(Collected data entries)
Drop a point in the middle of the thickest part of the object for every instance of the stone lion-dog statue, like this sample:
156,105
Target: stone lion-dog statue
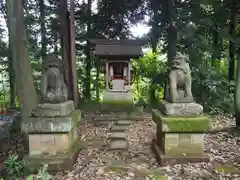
179,81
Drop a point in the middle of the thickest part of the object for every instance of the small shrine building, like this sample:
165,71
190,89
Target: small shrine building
116,56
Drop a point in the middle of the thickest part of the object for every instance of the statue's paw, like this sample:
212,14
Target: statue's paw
188,99
50,97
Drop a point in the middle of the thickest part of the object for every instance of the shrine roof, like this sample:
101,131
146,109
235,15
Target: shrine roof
122,42
128,48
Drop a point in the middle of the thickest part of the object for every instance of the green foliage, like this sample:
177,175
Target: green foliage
13,166
149,68
211,88
42,174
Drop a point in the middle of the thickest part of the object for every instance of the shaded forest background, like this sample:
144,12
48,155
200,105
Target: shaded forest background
207,30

SET TASK:
Retype all of the entries exactly as written, leaving out any images.

THE OUTPUT:
Drop a point in the middle of the thickest part of the object for every instance of the stone lion-dog statue, like this sample:
156,105
Target: stone lion-dog statue
179,81
Drop a point in the middle of the thickest part of the object for every instance of the small shrine building, like this sample:
165,71
190,89
Target: small shrine building
116,56
Drop a point in the middle of the thickest part of the object for every instance of the statue's paw, like this sample:
212,14
Target: statue's paw
188,99
50,97
Drop a point in the middle of the thickest part of the object for every instance of the shrine roof, like this sample:
101,131
146,109
235,15
Target: shrine roof
122,42
128,48
Drop a point in the middle of the thickest part of the object for every instance of the green foliage, like this sample:
177,175
Target: green foliage
13,166
149,68
211,88
42,174
Drop a point in the middle of the thickest part of the object for every instance of the shaded forest background, like this sample:
144,12
48,155
200,105
Target: shaded forest background
207,30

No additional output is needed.